**Task brief:**
The answer must consist solely of the lines from the one containing "of chair seat" to the end of the entries below, repeated exactly.

[Opening Extracted information section]

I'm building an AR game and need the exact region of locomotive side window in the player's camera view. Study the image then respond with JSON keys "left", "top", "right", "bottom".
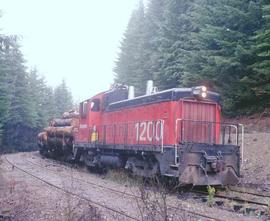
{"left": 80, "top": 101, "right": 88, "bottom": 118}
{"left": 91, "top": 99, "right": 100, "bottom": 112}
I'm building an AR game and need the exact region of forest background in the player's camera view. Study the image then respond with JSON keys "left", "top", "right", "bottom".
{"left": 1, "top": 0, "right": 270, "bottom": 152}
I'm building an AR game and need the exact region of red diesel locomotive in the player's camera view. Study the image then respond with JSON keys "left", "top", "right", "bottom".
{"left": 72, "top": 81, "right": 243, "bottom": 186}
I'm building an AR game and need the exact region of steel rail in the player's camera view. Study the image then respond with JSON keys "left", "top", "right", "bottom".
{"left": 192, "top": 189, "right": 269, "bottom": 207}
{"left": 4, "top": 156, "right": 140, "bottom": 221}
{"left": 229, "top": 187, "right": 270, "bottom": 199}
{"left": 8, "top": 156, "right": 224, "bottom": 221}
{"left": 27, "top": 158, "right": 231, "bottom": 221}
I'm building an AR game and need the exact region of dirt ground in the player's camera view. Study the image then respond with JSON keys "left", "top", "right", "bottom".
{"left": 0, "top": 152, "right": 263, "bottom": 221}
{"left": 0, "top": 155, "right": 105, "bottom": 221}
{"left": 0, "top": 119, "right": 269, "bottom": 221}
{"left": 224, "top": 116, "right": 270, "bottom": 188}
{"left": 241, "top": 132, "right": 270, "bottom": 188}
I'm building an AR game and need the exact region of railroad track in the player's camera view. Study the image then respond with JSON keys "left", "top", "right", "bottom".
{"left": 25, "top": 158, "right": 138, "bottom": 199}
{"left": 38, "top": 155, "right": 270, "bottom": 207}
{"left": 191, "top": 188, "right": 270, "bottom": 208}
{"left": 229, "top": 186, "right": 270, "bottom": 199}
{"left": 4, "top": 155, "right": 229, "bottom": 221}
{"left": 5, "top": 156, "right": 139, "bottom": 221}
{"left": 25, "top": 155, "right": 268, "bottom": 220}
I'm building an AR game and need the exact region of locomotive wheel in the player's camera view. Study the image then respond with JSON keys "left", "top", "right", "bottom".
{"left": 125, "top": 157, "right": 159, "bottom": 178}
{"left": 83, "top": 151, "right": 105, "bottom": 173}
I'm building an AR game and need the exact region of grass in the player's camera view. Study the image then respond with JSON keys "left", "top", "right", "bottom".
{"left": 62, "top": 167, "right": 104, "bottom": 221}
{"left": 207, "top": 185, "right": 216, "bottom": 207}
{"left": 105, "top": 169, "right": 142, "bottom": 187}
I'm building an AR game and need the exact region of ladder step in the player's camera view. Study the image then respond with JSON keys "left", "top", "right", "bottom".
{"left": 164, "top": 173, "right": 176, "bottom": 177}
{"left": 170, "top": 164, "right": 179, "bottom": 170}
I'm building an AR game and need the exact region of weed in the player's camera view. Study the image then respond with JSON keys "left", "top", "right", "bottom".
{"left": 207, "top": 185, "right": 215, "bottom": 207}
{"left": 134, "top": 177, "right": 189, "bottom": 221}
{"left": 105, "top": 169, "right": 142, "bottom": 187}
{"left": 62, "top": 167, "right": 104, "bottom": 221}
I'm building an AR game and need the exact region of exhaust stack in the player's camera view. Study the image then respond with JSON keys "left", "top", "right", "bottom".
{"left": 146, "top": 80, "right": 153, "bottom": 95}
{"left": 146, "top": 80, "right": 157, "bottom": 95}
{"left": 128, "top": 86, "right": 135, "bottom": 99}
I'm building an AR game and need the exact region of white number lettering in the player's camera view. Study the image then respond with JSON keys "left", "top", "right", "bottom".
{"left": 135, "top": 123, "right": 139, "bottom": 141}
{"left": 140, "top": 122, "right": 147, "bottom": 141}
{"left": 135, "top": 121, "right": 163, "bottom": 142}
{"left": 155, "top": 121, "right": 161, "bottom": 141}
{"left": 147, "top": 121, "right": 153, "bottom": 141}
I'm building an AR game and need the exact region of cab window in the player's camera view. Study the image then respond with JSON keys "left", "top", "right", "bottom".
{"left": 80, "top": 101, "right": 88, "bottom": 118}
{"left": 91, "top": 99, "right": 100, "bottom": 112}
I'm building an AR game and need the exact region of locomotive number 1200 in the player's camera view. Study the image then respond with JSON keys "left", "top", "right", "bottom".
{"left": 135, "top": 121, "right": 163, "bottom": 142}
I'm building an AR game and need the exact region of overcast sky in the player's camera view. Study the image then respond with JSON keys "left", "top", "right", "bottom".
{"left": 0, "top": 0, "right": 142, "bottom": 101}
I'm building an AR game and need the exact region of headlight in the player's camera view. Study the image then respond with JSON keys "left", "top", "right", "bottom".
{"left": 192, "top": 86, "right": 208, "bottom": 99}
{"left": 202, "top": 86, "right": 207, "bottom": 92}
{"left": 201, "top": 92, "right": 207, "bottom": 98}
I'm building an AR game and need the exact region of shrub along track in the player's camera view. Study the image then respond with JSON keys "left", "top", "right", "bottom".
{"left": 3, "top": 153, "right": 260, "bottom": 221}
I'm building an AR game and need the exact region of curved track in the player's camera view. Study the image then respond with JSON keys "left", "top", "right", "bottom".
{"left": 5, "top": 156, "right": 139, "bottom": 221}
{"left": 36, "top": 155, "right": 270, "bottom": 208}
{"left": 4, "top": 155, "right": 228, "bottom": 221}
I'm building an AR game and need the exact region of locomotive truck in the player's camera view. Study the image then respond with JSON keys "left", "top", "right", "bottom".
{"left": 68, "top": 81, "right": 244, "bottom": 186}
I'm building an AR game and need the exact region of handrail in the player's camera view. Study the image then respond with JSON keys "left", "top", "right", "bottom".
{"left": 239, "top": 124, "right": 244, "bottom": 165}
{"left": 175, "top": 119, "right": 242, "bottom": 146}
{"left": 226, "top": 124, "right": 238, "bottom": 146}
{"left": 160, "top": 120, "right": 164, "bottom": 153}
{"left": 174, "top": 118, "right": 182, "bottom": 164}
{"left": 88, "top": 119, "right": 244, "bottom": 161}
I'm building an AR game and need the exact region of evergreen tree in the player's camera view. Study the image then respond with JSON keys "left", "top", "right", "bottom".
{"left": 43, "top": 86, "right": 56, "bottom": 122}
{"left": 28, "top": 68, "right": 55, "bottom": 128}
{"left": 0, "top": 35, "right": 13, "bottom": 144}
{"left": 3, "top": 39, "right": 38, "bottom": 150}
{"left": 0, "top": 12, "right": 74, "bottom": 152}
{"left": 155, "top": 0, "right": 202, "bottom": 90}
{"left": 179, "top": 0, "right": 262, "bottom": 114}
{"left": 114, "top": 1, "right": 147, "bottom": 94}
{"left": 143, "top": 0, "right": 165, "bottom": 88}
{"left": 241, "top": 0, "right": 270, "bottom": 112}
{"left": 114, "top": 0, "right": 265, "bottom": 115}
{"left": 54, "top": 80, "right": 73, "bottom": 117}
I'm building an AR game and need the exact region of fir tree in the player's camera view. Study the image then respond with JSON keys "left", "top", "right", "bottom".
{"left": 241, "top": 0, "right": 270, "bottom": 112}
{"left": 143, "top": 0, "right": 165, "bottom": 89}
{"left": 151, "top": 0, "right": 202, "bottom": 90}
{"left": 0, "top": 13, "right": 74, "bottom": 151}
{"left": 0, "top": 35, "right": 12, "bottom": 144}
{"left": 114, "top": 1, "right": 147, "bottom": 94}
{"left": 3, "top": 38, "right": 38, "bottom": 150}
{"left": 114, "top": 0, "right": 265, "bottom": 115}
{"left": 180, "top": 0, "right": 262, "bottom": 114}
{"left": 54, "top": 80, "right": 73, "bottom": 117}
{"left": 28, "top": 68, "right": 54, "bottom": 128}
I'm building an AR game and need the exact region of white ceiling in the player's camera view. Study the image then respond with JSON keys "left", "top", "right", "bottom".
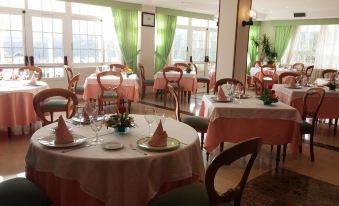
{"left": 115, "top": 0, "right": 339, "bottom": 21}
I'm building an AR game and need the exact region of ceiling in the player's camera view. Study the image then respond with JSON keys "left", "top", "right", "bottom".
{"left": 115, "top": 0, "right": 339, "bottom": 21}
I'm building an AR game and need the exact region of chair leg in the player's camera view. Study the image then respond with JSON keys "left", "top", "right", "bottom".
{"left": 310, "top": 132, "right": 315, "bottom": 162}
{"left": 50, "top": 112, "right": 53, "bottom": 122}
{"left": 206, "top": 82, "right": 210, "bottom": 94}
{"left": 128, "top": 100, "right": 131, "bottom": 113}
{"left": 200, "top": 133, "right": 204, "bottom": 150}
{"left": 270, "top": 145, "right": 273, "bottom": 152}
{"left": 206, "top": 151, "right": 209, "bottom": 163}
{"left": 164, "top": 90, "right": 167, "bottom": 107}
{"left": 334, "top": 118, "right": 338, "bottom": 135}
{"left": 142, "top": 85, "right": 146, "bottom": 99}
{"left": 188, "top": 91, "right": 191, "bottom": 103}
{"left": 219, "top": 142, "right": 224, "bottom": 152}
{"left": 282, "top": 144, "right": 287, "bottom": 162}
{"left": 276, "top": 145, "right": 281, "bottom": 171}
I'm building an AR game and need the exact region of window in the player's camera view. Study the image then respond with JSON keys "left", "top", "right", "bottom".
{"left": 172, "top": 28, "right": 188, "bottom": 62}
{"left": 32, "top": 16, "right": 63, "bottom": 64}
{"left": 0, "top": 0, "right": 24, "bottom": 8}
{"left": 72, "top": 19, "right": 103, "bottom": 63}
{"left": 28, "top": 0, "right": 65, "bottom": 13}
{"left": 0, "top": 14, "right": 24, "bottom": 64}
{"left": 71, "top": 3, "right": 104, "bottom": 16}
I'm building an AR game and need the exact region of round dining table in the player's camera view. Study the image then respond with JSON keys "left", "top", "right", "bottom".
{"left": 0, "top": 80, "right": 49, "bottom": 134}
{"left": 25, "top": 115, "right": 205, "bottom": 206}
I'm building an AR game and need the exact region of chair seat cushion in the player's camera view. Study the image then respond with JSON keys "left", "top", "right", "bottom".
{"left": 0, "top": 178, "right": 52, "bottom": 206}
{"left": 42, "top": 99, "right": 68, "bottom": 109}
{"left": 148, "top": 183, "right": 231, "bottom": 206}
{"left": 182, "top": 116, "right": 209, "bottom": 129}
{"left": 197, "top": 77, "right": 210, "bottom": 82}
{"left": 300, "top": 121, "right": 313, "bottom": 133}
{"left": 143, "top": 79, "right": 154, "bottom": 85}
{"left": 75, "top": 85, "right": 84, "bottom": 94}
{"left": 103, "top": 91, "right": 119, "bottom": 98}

[Closing Extracted information section]

**Response to this exercise:**
I'm building an AR game and need the exact region of chair seat cushion in the player's camera view. Study the image then respond with JSON keys "left", "top", "right", "bottom".
{"left": 0, "top": 178, "right": 52, "bottom": 206}
{"left": 42, "top": 99, "right": 68, "bottom": 109}
{"left": 148, "top": 183, "right": 231, "bottom": 206}
{"left": 182, "top": 116, "right": 209, "bottom": 129}
{"left": 197, "top": 77, "right": 210, "bottom": 82}
{"left": 300, "top": 121, "right": 313, "bottom": 133}
{"left": 143, "top": 79, "right": 154, "bottom": 85}
{"left": 75, "top": 85, "right": 84, "bottom": 94}
{"left": 103, "top": 91, "right": 119, "bottom": 98}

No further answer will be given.